# [PROBLEM DESCRIPTION]
Find each line in the data that contains the word "wooden" and copy it.

# [DATA LINES]
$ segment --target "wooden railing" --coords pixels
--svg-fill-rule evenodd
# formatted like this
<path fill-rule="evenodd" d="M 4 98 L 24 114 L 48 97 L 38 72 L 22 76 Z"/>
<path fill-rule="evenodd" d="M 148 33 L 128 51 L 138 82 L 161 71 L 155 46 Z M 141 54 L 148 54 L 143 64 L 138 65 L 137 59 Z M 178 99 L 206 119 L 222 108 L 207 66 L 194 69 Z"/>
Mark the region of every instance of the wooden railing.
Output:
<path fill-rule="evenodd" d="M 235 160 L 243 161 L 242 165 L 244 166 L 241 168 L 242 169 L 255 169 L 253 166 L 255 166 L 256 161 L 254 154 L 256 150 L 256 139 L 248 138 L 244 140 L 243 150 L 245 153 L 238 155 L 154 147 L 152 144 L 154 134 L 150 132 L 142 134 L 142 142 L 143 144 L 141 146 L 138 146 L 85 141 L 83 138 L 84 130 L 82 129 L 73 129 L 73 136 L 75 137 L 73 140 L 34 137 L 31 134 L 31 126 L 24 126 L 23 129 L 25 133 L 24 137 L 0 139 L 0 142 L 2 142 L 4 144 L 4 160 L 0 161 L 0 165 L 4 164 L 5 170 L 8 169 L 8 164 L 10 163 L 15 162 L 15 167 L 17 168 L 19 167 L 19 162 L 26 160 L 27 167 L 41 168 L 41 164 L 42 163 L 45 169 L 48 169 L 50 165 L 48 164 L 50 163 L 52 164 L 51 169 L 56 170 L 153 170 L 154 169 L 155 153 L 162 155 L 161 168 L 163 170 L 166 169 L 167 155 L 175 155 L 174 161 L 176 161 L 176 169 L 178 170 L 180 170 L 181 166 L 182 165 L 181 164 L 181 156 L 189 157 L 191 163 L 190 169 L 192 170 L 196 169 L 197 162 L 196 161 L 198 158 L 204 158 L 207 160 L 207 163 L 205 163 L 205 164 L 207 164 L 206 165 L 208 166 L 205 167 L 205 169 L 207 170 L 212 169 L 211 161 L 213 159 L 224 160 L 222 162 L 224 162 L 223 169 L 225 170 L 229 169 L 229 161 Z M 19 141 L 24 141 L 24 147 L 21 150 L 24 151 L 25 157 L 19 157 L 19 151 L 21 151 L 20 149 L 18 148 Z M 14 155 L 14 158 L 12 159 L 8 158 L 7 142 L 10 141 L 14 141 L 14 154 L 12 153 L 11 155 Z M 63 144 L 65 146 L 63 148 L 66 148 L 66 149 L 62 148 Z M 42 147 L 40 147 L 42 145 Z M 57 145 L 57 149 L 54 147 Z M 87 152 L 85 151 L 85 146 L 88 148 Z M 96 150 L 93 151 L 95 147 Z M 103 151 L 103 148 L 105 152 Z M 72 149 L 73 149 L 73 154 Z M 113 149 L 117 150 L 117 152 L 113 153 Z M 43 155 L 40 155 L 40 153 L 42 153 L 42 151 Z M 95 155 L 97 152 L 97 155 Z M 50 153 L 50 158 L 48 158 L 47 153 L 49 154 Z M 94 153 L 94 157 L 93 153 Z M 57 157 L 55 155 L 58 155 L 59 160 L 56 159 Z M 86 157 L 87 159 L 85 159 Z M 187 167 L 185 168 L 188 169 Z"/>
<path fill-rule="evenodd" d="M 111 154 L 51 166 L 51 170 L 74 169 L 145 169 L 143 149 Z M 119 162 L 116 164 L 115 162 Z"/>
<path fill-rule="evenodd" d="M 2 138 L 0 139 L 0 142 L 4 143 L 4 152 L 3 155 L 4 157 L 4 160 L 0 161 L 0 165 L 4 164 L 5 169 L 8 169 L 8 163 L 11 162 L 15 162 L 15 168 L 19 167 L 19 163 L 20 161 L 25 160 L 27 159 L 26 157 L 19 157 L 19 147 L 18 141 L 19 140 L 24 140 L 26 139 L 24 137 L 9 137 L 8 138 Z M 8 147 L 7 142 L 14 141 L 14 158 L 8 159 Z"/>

# [EXERCISE SOLUTION]
$ segment --target "wooden railing" --coords pixels
Mark the region of every instance of the wooden railing.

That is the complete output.